[Referring expression data]
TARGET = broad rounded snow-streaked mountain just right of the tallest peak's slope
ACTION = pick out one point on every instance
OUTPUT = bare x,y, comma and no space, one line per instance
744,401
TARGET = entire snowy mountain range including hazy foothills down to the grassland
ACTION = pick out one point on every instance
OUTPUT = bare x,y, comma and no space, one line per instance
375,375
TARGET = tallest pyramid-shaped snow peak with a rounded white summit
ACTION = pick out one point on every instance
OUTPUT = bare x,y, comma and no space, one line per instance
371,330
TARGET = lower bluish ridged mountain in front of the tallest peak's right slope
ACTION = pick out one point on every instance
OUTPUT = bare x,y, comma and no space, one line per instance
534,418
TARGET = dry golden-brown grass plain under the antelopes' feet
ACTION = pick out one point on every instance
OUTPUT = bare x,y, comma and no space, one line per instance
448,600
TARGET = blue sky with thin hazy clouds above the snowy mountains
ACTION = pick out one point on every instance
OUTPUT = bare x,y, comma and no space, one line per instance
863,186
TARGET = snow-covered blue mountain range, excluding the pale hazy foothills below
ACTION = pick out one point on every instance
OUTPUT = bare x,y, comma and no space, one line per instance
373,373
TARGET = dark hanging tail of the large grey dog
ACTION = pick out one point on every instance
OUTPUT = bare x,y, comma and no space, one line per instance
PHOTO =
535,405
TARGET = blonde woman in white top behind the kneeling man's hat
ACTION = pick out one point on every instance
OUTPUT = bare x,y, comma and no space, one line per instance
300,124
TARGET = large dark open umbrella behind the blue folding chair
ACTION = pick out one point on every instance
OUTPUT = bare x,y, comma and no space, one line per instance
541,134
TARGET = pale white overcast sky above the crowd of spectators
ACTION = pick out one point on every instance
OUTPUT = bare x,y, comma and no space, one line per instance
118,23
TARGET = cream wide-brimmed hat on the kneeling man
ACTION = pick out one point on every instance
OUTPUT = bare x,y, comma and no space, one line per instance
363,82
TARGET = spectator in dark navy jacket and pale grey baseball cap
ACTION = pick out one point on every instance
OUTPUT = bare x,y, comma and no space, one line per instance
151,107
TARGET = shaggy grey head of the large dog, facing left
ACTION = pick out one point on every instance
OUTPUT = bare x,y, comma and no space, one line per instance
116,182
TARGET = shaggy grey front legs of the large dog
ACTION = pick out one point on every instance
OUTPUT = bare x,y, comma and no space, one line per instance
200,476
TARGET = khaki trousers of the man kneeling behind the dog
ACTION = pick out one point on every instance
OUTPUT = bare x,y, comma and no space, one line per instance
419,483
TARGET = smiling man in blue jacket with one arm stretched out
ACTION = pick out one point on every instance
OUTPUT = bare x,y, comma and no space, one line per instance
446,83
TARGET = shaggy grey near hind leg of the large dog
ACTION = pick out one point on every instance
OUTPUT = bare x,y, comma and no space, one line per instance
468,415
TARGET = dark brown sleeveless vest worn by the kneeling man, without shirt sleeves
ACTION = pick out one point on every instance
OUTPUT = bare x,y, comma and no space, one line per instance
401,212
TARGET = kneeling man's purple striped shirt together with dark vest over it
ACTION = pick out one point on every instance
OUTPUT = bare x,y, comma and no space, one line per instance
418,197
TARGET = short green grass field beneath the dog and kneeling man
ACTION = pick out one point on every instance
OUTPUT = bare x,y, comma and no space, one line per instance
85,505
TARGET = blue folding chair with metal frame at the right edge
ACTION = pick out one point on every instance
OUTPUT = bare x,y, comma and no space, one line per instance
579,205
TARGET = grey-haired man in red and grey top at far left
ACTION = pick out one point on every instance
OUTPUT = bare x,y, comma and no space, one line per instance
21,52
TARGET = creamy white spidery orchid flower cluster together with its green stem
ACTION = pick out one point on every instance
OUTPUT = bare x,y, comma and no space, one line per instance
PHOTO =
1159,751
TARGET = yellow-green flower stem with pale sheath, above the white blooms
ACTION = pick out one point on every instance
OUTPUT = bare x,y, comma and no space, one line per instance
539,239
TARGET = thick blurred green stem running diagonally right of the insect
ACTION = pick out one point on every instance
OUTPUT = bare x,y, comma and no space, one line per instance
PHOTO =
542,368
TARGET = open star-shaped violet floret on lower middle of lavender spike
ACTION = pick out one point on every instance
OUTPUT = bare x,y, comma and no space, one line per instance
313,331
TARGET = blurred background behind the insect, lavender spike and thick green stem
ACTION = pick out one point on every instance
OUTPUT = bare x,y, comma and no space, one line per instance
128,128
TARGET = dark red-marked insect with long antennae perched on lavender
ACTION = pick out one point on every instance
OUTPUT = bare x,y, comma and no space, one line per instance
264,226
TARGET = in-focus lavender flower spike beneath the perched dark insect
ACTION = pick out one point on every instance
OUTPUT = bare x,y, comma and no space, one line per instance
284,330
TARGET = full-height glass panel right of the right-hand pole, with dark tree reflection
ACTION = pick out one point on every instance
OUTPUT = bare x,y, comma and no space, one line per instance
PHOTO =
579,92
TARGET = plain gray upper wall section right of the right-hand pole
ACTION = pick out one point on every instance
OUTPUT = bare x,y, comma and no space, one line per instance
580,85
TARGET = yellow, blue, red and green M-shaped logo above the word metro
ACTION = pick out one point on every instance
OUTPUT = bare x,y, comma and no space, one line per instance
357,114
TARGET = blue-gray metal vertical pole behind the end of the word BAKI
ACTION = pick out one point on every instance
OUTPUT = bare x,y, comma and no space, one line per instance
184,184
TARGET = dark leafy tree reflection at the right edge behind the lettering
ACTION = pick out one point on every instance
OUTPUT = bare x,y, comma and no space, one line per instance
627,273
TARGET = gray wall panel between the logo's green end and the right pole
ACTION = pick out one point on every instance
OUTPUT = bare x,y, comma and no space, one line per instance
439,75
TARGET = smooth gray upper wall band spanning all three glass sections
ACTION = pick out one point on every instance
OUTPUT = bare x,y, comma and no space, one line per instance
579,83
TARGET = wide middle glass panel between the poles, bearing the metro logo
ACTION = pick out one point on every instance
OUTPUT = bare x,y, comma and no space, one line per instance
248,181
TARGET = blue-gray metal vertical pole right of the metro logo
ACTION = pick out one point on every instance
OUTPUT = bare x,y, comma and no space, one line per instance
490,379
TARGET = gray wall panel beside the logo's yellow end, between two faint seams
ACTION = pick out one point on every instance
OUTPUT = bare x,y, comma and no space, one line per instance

WHAT IS NEEDED. Every line from the line containing "TARGET = blonde" through the line containing "TARGET = shaggy grey head" in the records above must be retyped exactly. Leave out the rest.

OUTPUT.
TARGET = blonde woman in white top behind the kneeling man's hat
ACTION = pick out one point on every instance
OUTPUT = bare x,y, comma and no space, one line per instance
300,124
TARGET = large dark open umbrella behind the blue folding chair
ACTION = pick out one point on every instance
OUTPUT = bare x,y, comma and no space, one line per instance
541,134
TARGET = pale white overcast sky above the crowd of spectators
ACTION = pick out one point on every instance
OUTPUT = bare x,y, comma and no space, one line per instance
118,23
TARGET = cream wide-brimmed hat on the kneeling man
ACTION = pick out one point on every instance
OUTPUT = bare x,y, comma and no space, one line per instance
363,82
TARGET = spectator in dark navy jacket and pale grey baseball cap
ACTION = pick out one point on every instance
OUTPUT = bare x,y, comma and no space, one line per instance
151,107
TARGET = shaggy grey head of the large dog, facing left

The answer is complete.